> [What is expected] Find the lines below that contain the string "cable". Copy each one.

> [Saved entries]
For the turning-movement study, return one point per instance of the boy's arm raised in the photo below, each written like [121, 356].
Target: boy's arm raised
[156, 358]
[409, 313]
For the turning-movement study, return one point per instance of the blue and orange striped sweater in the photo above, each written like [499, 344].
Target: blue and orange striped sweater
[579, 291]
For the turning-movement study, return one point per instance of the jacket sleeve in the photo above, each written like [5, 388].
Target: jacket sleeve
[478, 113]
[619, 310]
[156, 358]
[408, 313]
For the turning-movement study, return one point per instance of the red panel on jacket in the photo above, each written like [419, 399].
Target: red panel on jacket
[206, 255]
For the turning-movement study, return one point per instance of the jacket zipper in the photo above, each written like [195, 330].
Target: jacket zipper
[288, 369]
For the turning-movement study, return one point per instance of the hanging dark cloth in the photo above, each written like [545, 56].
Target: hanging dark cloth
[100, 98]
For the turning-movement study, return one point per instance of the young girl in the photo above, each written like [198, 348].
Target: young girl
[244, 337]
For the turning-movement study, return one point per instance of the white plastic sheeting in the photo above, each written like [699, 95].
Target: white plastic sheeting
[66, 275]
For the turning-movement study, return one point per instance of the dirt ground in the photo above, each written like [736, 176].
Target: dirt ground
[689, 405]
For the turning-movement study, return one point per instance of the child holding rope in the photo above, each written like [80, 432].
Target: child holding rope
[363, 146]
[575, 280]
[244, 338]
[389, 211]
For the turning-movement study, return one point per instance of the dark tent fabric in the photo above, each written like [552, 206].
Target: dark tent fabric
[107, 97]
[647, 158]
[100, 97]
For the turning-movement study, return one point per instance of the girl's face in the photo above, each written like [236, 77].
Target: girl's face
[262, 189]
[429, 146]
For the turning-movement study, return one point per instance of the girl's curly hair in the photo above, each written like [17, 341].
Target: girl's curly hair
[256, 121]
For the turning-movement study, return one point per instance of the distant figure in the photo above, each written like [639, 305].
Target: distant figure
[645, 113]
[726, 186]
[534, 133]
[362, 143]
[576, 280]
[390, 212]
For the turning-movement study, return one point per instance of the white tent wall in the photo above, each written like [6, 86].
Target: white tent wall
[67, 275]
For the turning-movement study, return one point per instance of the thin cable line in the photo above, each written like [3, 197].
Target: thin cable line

> [Final answer]
For the turning-movement study, return one point per instance of the thin cable line in the photo above, each written like [3, 197].
Target: thin cable line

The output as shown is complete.